### EXCERPTED PASSAGE
........

Differentiation and Integration — The Deep Dive

Q11: The Two Moves of Calculus — Zooming and Gathering

Manish: In the last chapter we saw the shape of calculus from above — two questions, two tools, one theorem binding them. Now I want to go inside the two tools. Not the rules. Not "here's the power rule, memorize it." I want to actually watch differentiation happen and watch integration happen, slowly enough that I could have invented them myself. Because that's the test, right? If I couldn't have invented it, I don't really understand it.

Response: That is exactly the right test. So here is the promise for this chapter: by the end, differentiation and integration will not feel like two procedures you apply. They will feel like two moves — two things a curious mind naturally does when it stares at a changing thing long enough.

And here is the secret that makes everything below simple:

Note

Differentiation is the act of zooming in — until change has nowhere left to hide. Integration is the act of slicing and gathering — until the pieces become a whole.

One is a microscope. The other is a basket.

Everything else is just doing these two moves carefully.


1. One Picture, Two Questions

Take any quantity that changes — your position on a road trip, water in a tank, money in an account — and draw it as a curve.

 value
   │                          ●  ← here, the curve is climbing fast
   │                    ╱
   │               ╱
   │           ╱
   │       ╱
   │   ╱  ← here, climbing slowly
   │ ╱
   └──────────────────────────── time

Standing in front of this curve, there are exactly two natural questions a person can ask:

  1. At this exact point — how steep is it? (How fast is the thing changing right here?)
  2. Across this whole stretch — how much is underneath? (How much has piled up in total?)

The first question, asked carefully, is differentiation. The second, asked carefully, is integration. Both questions are easy to ask and seem impossible to answer exactly — and calculus is nothing more than the honest way out of that "impossible."

........

### INSTRUCTIONS
1/ List each example of a changing quantity that the text on differentiation and integration offers for drawing as a curve.
2/ Write what comes next in the text on differentiation and integration, beginning after its final sentence.
The records have no role in this material.

........

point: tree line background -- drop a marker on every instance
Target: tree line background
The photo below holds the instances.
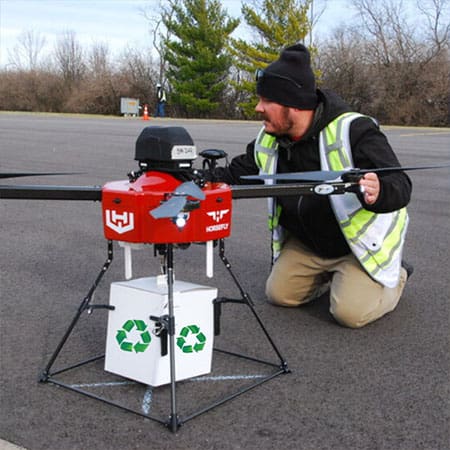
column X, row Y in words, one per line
column 387, row 63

........

### TASK RESULTS
1/
Position on a road trip
Water in a tank
Money in an account

2/
Let's take them one at a time.


2. Differentiation, Part 1: The Honest Failure

Start with the simplest changing thing we can fully see: a curve where the output is the square of the input.

f(x)=x2f(x) = x^2

At x=3x = 3, the value is 99. The question: how fast is this curve rising at exactly x=3x = 3?

The schoolbook way to measure "how fast" is rise over run — pick two points, see how much you climbed, divide by how far you walked:

steepness=riserun=change in valuechange in input\text{steepness} = \frac{\text{rise}}{\text{run}} = \frac{\text{change in value}}{\text{change in input}}

But here is the trap. Rise-over-run needs two points. We are asking about one point. Use only the point x=3x=3 and you get:

riserun=00— meaningless.\frac{\text{rise}}{\text{run}} = \frac{0}{0} \quad \text{— meaningless.}

At a single frozen point, nothing rises and nothing runs. The question "how steep, right here?" looks unanswerable. Ordinary math has genuinely given up.

Note

This failure is not a technicality. It is the whole reason differentiation exists. If two points worked, we'd never have needed calculus. The entire invention is one clever way to ask a two-point question about a one-point place.


3. Differentiation, Part 2: The Sneak-Up

Here's the clever way. We can't use one point — fine. So we use two points, but we make the second one sneak closer and closer to the first, and we watch what the answer does.

Second point at x=4x = 4? The curve goes from 99 to 1616:

16943=71=7\frac{16 - 9}{4 - 3} = \frac{7}{1} = 7

Too crude — that's the average steepness over a whole unit. Move closer. Then closer. Then closer:

from x=3x=3 to... rise run rise ÷ run
44 169=716 - 9 = 7 11 77
3.13.1 9.619=0.619.61 - 9 = 0.61 0.10.1 6.16.1
3.013.01 9.06019=0.06019.0601 - 9 = 0.0601 0.010.01 6.016.01
3.0013.001 0.0060010.006001 0.0010.001 6.0016.001
3.00013.0001 0.000600010.00060001 0.00010.0001 6.00016.0001

Now read that last column out loud: 7, 6.1, 6.01, 6.001, 6.00017,\ 6.1,\ 6.01,\ 6.001,\ 6.0001\ldots

The answer is walking straight toward 6 and slowing down right on its doorstep. It never gets to use the doorstep — at distance exactly zero we'd be back to the forbidden 0/00/0. But there is no doubt whatsoever about where it is heading.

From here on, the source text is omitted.